> [Task] Please rewrite the data below, replacing "top-left corner" with "upper-left corner" and leaving everything else as it is.
** start Records to process **
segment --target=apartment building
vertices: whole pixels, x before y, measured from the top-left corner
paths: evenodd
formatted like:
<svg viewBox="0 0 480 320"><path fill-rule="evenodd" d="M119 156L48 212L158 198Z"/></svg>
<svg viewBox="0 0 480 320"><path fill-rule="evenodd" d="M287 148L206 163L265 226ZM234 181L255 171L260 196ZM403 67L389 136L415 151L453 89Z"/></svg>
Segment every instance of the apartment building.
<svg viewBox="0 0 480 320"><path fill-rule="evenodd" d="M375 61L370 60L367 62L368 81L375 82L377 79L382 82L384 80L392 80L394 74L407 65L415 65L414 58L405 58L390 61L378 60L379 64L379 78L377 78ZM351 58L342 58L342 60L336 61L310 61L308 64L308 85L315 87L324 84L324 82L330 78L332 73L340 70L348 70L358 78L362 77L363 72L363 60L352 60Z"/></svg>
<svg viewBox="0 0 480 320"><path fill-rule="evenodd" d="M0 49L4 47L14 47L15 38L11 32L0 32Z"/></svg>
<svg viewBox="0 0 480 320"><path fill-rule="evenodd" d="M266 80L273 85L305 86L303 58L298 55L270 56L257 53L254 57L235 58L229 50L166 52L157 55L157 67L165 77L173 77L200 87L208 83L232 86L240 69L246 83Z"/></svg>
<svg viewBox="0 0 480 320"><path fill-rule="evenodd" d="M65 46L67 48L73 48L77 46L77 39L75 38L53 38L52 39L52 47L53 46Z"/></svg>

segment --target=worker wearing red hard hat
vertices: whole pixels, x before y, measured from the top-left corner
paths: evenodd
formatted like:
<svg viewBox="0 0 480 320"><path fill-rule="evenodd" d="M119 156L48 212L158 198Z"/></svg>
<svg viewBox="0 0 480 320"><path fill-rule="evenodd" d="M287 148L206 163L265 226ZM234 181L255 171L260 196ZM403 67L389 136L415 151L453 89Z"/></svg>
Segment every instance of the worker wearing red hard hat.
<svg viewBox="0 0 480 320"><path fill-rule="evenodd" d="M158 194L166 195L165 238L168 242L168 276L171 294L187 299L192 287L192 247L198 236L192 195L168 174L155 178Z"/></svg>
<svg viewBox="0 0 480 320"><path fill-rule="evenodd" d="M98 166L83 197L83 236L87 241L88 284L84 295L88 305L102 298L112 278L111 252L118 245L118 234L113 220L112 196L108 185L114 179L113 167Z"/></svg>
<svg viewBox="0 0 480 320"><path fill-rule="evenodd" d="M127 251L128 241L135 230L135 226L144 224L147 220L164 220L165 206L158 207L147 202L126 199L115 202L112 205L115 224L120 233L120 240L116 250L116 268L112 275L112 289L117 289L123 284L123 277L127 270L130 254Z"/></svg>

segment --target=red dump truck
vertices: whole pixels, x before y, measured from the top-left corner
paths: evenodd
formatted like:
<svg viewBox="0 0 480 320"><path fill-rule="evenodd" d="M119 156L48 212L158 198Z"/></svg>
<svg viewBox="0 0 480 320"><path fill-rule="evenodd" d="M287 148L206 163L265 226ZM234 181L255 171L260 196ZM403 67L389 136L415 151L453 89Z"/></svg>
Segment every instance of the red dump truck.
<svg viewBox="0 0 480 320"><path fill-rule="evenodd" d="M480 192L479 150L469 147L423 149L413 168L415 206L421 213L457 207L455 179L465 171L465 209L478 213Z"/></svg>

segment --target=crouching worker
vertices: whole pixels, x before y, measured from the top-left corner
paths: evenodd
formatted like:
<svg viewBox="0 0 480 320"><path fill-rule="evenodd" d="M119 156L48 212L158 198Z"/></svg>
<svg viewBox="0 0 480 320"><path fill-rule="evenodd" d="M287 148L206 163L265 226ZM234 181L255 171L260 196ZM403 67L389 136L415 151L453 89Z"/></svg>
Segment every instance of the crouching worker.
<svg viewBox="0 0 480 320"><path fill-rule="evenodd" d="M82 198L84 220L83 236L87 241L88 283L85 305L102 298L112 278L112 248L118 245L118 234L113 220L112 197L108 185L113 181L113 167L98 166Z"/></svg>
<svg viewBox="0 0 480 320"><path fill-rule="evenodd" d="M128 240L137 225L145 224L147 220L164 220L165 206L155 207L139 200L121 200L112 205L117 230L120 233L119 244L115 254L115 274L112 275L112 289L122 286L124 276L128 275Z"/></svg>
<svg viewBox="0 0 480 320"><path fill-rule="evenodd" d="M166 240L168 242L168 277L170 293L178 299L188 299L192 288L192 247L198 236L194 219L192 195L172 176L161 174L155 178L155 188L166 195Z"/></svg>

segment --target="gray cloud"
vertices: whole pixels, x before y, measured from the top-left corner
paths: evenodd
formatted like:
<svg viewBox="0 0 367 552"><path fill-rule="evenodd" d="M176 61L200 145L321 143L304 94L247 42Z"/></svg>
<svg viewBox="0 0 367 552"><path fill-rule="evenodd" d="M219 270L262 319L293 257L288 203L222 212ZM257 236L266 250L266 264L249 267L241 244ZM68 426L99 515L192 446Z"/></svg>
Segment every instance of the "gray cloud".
** end Records to process **
> [Expected output]
segment --target=apartment building
vertices: whole pixels, x before y, measured from the upper-left corner
paths: evenodd
formatted like:
<svg viewBox="0 0 480 320"><path fill-rule="evenodd" d="M119 156L48 212L158 198Z"/></svg>
<svg viewBox="0 0 480 320"><path fill-rule="evenodd" d="M287 148L206 163L265 226ZM234 181L255 171L260 196ZM403 67L389 136L415 151L453 89Z"/></svg>
Segment every instance of the apartment building.
<svg viewBox="0 0 480 320"><path fill-rule="evenodd" d="M375 61L370 60L367 62L368 81L375 82L377 79L382 82L384 80L392 80L394 74L407 65L415 65L414 58L405 58L390 61L378 60L379 64L379 78L377 78ZM351 58L342 58L342 60L336 61L310 61L308 64L308 85L315 87L324 84L324 82L330 78L332 73L340 70L348 70L358 78L362 77L363 72L363 60L352 60Z"/></svg>
<svg viewBox="0 0 480 320"><path fill-rule="evenodd" d="M0 49L4 47L14 47L15 38L11 32L0 32Z"/></svg>
<svg viewBox="0 0 480 320"><path fill-rule="evenodd" d="M266 80L273 85L305 86L303 58L298 55L270 56L257 53L254 57L235 58L229 50L166 52L157 55L157 67L165 77L173 77L200 87L208 83L232 86L240 69L246 83Z"/></svg>
<svg viewBox="0 0 480 320"><path fill-rule="evenodd" d="M65 46L67 48L73 48L77 46L77 39L75 38L53 38L52 39L52 47L53 46Z"/></svg>

segment --target=worker wearing red hard hat
vertices: whole pixels, x before y, measured from the upper-left corner
paths: evenodd
formatted like:
<svg viewBox="0 0 480 320"><path fill-rule="evenodd" d="M119 156L48 212L158 198Z"/></svg>
<svg viewBox="0 0 480 320"><path fill-rule="evenodd" d="M287 148L206 163L265 226ZM234 181L255 171L260 196ZM403 67L389 136L415 151L453 89Z"/></svg>
Segment every instance of the worker wearing red hard hat.
<svg viewBox="0 0 480 320"><path fill-rule="evenodd" d="M158 194L166 195L165 238L168 242L168 276L171 294L187 299L192 287L192 247L198 236L192 195L168 174L155 178Z"/></svg>
<svg viewBox="0 0 480 320"><path fill-rule="evenodd" d="M98 166L83 197L83 236L87 241L88 284L84 295L88 305L102 298L112 278L111 252L118 245L118 234L113 220L112 196L108 185L114 179L113 167Z"/></svg>
<svg viewBox="0 0 480 320"><path fill-rule="evenodd" d="M127 251L128 241L135 230L135 226L144 224L147 220L164 220L165 206L158 207L147 202L126 199L115 202L112 205L115 224L120 233L120 240L116 250L116 268L112 275L112 289L117 289L123 284L123 277L127 270L130 254Z"/></svg>

segment --target=red dump truck
vertices: whole pixels, x before y, measured from the upper-left corner
paths: evenodd
formatted like:
<svg viewBox="0 0 480 320"><path fill-rule="evenodd" d="M119 156L48 212L158 198Z"/></svg>
<svg viewBox="0 0 480 320"><path fill-rule="evenodd" d="M287 148L206 163L265 226ZM234 181L255 171L260 196ZM403 67L389 136L415 151L453 89Z"/></svg>
Segment every instance of the red dump truck.
<svg viewBox="0 0 480 320"><path fill-rule="evenodd" d="M480 192L479 150L469 147L423 149L413 168L415 206L421 213L457 207L455 179L465 171L465 209L478 213Z"/></svg>

segment --target=crouching worker
vertices: whole pixels, x before y, measured from the upper-left corner
paths: evenodd
formatted like:
<svg viewBox="0 0 480 320"><path fill-rule="evenodd" d="M119 156L48 212L158 198Z"/></svg>
<svg viewBox="0 0 480 320"><path fill-rule="evenodd" d="M287 148L206 163L265 226ZM234 181L255 171L260 196ZM403 67L389 136L415 151L453 89Z"/></svg>
Segment every instance of the crouching worker.
<svg viewBox="0 0 480 320"><path fill-rule="evenodd" d="M82 198L84 220L83 236L87 241L88 283L85 305L102 298L112 278L112 248L118 245L118 234L113 220L112 197L108 185L113 181L113 167L98 166Z"/></svg>
<svg viewBox="0 0 480 320"><path fill-rule="evenodd" d="M128 240L137 225L145 224L147 220L164 220L165 206L155 207L139 200L121 200L112 205L117 230L120 233L119 244L115 254L115 274L112 275L112 289L122 286L124 276L128 275Z"/></svg>
<svg viewBox="0 0 480 320"><path fill-rule="evenodd" d="M166 240L168 242L168 277L170 293L178 299L188 299L192 288L192 247L198 236L194 219L192 195L172 176L161 174L155 178L155 188L166 195Z"/></svg>

segment --target="gray cloud"
vertices: whole pixels, x before y, measured from the upper-left corner
paths: evenodd
formatted like:
<svg viewBox="0 0 367 552"><path fill-rule="evenodd" d="M176 61L200 145L321 143L304 94L247 42Z"/></svg>
<svg viewBox="0 0 367 552"><path fill-rule="evenodd" d="M219 270L262 319L293 257L288 203L222 212ZM257 236L266 250L266 264L249 267L241 244ZM68 426L99 515L192 446Z"/></svg>
Segment every instance of the "gray cloud".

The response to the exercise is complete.